_THE EXERCISE_: Extend the text on Putinism below, starting right after its final sentence.

Putinism (Russian: путинизм, putinizm) is the social, political, and economic system of Russia formed during the political leadership of Vladimir Putin. It is characterized by the concentration of political and financial powers in the hands of "siloviks", current and former "people with shoulder marks", coming from a total of 22 governmental enforcement agencies, the majority of them being the Federal Security Service (FSB), Ministry of Internal Affairs of Russia, Armed Forces of Russia, and National Guard of Russia. According to Arnold Beichman, "Putinism in the 21st century has become as significant a watchword as Stalinism was in the 20th."

Quotes[edit]

  • I think the idea people had after 1991 that there would be a quick transition is clearly wrong... A lot of it has to do with relationships with economic growth because I think in really high-growth countries with a large middle class, with lots of educated people, there is a tendency to demand greater political participation... I think what you are seeing with the rise of Putinism in Russia and in parts of Eastern Europe is in a way the failure of that kind of modernization to produce a really broad middle-class society... His model is based on a narrow energy-dependent economic model which right now is falling apart... I think what is happening in Russia right now as global commodity prices have fallen is the exposure of the hollowness of this and we will see after another decade of economic failure whether Russians really think this is such a great alternative to the kind of both freedom and prosperity that is seen in Western Europe.

_DATA LISTING_:
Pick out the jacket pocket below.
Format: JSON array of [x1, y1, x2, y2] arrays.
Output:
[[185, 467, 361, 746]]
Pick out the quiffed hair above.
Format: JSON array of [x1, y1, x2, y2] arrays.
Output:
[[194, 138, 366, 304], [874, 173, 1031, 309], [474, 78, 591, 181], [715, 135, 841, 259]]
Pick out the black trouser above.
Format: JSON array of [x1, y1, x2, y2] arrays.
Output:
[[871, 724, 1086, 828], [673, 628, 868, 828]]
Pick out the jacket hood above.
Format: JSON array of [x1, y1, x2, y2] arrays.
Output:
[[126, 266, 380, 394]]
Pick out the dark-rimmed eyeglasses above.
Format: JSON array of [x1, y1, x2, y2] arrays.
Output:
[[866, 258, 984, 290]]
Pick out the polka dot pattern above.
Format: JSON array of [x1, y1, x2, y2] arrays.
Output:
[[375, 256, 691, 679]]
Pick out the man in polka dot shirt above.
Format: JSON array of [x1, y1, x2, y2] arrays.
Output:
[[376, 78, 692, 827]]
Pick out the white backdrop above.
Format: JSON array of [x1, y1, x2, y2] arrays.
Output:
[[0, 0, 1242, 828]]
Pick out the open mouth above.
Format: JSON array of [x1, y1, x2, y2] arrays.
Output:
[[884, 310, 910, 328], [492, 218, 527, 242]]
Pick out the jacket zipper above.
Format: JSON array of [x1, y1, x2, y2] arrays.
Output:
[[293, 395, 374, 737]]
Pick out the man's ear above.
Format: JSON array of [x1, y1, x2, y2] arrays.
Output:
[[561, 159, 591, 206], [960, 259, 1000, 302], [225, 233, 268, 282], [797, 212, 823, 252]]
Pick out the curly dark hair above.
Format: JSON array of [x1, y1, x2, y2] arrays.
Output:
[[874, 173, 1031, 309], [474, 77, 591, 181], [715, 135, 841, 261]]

_RESPONSE BELOW_:
  • History shows that the process of modernization leads societies to form liberal democracies with market systems. Yet some leaders insist on trying to create alternative models, even though those models are unstable and retrograde. Putin's authoritarian effort to create a managed democracy in Russia offers a good example... After the collapse of the Soviet Union in 1991 many people expected Russia to make a rapid transition from communism to democracy... However, what followed in Russia was a period of experimentation with relatively greater liberalism under President Boris Yeltsin that led not to democracy, but the rise of Putin and an authoritarian system... Putin's authoritarian system does not mean that he has built a successful alternative to liberal democracy. Instead, the system owes its existence in part to the slow development of a middle class in Russia that normally would demand a share of power. That slow development, in turn, is largely thanks to the state's monopolization of the country's most lucrative business activities: the export of energy and other natural resources.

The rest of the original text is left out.